#### WORKING DATA
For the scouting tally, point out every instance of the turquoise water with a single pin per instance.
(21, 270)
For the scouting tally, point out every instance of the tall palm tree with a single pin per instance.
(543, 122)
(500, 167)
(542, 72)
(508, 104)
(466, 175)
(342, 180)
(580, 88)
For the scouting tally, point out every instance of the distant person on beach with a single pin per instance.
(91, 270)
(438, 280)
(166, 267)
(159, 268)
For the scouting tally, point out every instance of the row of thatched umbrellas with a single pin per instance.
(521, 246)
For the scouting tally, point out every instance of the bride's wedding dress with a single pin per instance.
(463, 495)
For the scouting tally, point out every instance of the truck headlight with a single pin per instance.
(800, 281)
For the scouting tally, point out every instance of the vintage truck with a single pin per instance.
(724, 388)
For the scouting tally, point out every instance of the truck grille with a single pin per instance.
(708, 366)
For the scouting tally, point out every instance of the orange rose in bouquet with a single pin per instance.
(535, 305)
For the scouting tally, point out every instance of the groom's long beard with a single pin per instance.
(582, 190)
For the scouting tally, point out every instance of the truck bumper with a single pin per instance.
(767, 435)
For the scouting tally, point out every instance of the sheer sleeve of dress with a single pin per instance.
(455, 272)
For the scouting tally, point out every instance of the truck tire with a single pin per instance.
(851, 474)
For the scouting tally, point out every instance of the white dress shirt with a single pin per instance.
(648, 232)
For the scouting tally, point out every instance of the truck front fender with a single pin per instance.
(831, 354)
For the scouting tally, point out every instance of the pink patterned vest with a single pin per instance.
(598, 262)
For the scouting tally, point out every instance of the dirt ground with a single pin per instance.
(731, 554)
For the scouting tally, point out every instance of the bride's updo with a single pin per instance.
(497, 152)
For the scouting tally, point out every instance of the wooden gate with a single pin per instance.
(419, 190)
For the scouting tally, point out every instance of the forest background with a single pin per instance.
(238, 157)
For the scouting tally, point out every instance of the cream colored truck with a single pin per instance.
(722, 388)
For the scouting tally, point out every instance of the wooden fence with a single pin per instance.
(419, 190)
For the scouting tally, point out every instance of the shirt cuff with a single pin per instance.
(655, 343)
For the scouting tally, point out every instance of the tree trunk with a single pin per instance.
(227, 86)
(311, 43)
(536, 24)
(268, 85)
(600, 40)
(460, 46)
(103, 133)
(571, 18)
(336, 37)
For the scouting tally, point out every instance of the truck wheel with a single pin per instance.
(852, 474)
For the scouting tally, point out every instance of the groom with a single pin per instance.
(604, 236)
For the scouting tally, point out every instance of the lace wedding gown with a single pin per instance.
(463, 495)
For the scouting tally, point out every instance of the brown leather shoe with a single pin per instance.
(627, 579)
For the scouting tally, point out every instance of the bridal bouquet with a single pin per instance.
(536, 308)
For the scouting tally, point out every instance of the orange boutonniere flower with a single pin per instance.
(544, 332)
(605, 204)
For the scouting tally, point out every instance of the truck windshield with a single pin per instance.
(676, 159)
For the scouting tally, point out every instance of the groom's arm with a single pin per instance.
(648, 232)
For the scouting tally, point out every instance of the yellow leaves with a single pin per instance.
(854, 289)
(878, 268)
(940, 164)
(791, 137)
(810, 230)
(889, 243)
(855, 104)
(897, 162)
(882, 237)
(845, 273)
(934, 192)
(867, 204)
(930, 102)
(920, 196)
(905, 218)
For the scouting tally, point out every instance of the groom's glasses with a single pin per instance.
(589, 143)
########
_TASK REQUIREMENTS_
I would like you to output every record exactly as written.

_SOLUTION BELOW_
For the scouting tally, point out every instance of the turquoise water with a single pin per instance.
(21, 270)
For the scouting tally, point out every instance of the tall palm tree with a single pin per instance.
(543, 122)
(500, 167)
(542, 72)
(508, 104)
(466, 175)
(342, 180)
(580, 88)
For the scouting tally, point out every instance of the distant person on beach with a single pin per instance.
(91, 270)
(438, 280)
(166, 267)
(159, 268)
For the scouting tally, point out every instance of the row of thatched umbrellas with a single pin per instance.
(521, 246)
For the scouting tally, point out every instance of the bride's wedding dress with a single pin per instance.
(463, 495)
For the scouting tally, point out every instance of the truck headlight with a single pin per instance.
(800, 281)
For the scouting tally, point out every instance of the vintage truck with a single pin per instance.
(724, 388)
For the scouting tally, point out every instance of the truck grille with a single pin per instance.
(708, 366)
For the scouting tally, point out every instance of the orange rose in bouquet with a single pin per instance.
(535, 305)
For the scouting tally, point out every instance of the groom's long beard with a single pin per instance.
(582, 190)
For the scouting tally, point out every instance of the truck bumper with a single pin per instance.
(767, 435)
For the scouting tally, point out every instance of the sheer sleeve of dress with a single pin per instance.
(455, 272)
For the scouting tally, point out every instance of the truck tire with a single pin per instance.
(851, 474)
For the scouting tally, point out every instance of the white dress shirt with a single pin per instance.
(648, 232)
For the scouting tally, point out every instance of the truck front fender with a single pin per instance.
(831, 354)
For the scouting tally, point out every instance of the pink patterned vest with a single pin per instance.
(598, 262)
For the scouting tally, point out every instance of the dirt ground with a single pin per instance.
(731, 554)
For the scouting tally, point out every instance of the bride's updo with a single pin per instance.
(497, 152)
For the scouting tally, point out every instance of the wooden gate with a single pin per instance.
(419, 190)
For the scouting tally, point out every instance of the forest background with a single pin per instance.
(238, 157)
For the scouting tally, point out every instance of the cream colored truck with a single pin per instance.
(722, 388)
For the scouting tally, point out every instance of the wooden fence with a single pin per instance.
(419, 190)
For the scouting tally, point out every instance of the shirt cuff with a single pin per instance.
(655, 343)
For the scouting tally, point out every instance of the tree trunk with a single pin per instance.
(227, 86)
(311, 43)
(536, 24)
(268, 85)
(600, 40)
(460, 46)
(103, 133)
(571, 18)
(336, 37)
For the scouting tally, point out every instance of the truck wheel with a single pin per instance.
(852, 474)
For the scouting tally, point out every instance of the groom with a single pin per instance.
(604, 236)
For the scouting tally, point out every instance of the lace wedding gown with a single pin per instance.
(463, 495)
For the scouting tally, point out every instance of the brown leather shoe with a single pin per instance.
(627, 579)
For the scouting tally, point out every instance of the bridal bouquet with a single pin per instance.
(536, 308)
For the scouting tally, point out every instance of the orange boutonniere flower with a single pin per instance.
(544, 332)
(605, 204)
For the scouting tally, point out every instance of the truck windshield with a single pin per instance.
(676, 159)
For the scouting tally, point out every instance of the groom's arm with a single pin per instance.
(648, 232)
For the scouting tally, point out every instance of the yellow leaves with a single pin per instance.
(854, 289)
(878, 268)
(940, 164)
(791, 137)
(810, 230)
(889, 243)
(855, 104)
(897, 162)
(882, 237)
(845, 273)
(934, 192)
(867, 204)
(930, 102)
(920, 196)
(905, 218)
For the scouting tally, point out every instance of the groom's glasses with a single pin per instance.
(589, 143)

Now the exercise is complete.